**Exercise requirements:** Rewrite the data below as a Markdown table with two columns, Row and Line. Put one non-blank line per row, number the rows in order, and leave out the blank lines.

**Supplied material:**
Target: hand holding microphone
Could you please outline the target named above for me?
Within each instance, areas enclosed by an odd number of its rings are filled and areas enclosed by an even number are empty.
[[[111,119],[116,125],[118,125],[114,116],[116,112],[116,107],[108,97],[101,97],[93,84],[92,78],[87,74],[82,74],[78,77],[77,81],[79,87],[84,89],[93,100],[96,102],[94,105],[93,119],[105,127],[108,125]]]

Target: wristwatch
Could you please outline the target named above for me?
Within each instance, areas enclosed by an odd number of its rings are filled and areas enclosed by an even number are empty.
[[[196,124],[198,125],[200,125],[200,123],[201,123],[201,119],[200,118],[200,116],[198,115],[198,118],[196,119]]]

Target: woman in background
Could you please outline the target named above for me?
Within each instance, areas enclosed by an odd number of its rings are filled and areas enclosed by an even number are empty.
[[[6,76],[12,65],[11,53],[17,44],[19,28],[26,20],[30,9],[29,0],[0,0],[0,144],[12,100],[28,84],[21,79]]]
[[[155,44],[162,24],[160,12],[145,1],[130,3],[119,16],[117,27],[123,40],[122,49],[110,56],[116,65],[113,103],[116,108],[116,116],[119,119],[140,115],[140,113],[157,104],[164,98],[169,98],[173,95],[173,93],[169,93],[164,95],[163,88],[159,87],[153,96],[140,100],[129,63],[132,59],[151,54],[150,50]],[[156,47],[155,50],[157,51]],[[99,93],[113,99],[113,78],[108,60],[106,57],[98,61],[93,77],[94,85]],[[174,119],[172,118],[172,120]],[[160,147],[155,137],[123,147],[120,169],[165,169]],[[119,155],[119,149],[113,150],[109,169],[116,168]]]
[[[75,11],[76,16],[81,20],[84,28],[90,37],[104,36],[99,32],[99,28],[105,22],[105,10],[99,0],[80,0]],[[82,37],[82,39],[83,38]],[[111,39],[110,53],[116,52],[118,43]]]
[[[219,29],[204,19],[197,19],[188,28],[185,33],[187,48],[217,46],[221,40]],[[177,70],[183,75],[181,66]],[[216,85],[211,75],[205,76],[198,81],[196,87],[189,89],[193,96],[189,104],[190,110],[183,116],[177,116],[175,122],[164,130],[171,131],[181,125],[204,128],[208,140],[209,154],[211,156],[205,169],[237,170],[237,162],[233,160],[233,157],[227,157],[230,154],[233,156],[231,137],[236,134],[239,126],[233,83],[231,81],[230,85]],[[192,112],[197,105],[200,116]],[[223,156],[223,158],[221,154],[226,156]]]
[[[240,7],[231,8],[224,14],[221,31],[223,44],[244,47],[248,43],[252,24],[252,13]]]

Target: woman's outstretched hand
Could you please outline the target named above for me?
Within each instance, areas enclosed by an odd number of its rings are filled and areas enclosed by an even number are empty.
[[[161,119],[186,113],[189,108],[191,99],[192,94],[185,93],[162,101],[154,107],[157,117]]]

**Solution to this problem:**
| Row | Line |
|---|---|
| 1 | Target: hand holding microphone |
| 2 | Could you please outline the target named above for me? |
| 3 | Within each instance, areas enclosed by an odd number of its rings are filled and areas enclosed by an even number are empty. |
| 4 | [[[111,119],[116,125],[118,125],[114,116],[116,112],[116,107],[108,97],[101,97],[93,84],[92,78],[87,74],[82,74],[78,77],[77,81],[79,87],[84,89],[93,100],[96,102],[94,105],[93,119],[105,127],[108,125]]] |
| 5 | Target: wristwatch |
| 6 | Could you please outline the target named above for me? |
| 7 | Within each instance, areas enclosed by an odd number of its rings are filled and areas enclosed by an even number are empty. |
| 8 | [[[196,124],[198,125],[200,125],[200,123],[201,123],[201,119],[200,118],[200,116],[198,115],[198,118],[196,119]]] |
| 9 | Target: woman in background |
| 10 | Could you please outline the target named above for me? |
| 11 | Within each instance, areas enclosed by an odd number of its rings are filled and areas enclosed by an even number are empty. |
| 12 | [[[6,76],[12,65],[11,53],[17,44],[19,28],[26,20],[30,9],[29,0],[0,0],[0,144],[12,100],[28,84],[21,79]]] |
| 13 | [[[155,44],[162,24],[160,12],[145,1],[130,3],[119,16],[117,27],[123,40],[122,49],[110,56],[116,65],[113,103],[116,108],[116,116],[119,119],[140,115],[140,113],[157,104],[164,98],[169,98],[173,95],[173,93],[169,93],[164,95],[163,88],[159,87],[153,96],[140,100],[129,63],[132,59],[151,54],[150,50]],[[156,47],[155,50],[157,51]],[[99,93],[113,99],[113,78],[108,60],[106,57],[98,61],[93,77],[94,85]],[[174,119],[172,118],[172,120]],[[160,147],[155,137],[123,147],[120,169],[165,169]],[[119,155],[119,149],[113,150],[109,169],[116,168]]] |
| 14 | [[[75,11],[76,16],[81,20],[84,28],[90,37],[104,36],[99,32],[99,28],[105,22],[105,10],[99,0],[80,0]],[[82,37],[82,39],[83,38]],[[111,39],[110,53],[116,52],[118,43]]] |
| 15 | [[[219,29],[204,19],[197,19],[188,28],[185,33],[187,48],[217,46],[221,40]],[[177,70],[183,75],[181,66]],[[216,85],[211,75],[205,76],[198,81],[196,87],[189,89],[193,96],[189,104],[190,110],[183,116],[177,116],[175,122],[164,130],[171,131],[181,125],[204,128],[208,140],[209,154],[211,156],[205,169],[237,170],[237,162],[233,160],[233,157],[227,157],[230,154],[233,156],[231,137],[236,134],[239,126],[233,83],[231,81],[230,85]],[[192,112],[197,105],[200,116]],[[223,156],[223,158],[221,154],[226,156]]] |
| 16 | [[[240,7],[231,8],[224,14],[221,31],[223,44],[244,47],[248,43],[252,24],[252,13]]] |
| 17 | Target: woman's outstretched hand |
| 18 | Could you please outline the target named above for me? |
| 19 | Within each instance, areas enclosed by an odd number of its rings are filled and areas enclosed by an even number are empty. |
| 20 | [[[161,119],[186,113],[189,108],[191,99],[192,94],[185,93],[162,101],[154,107],[157,117]]] |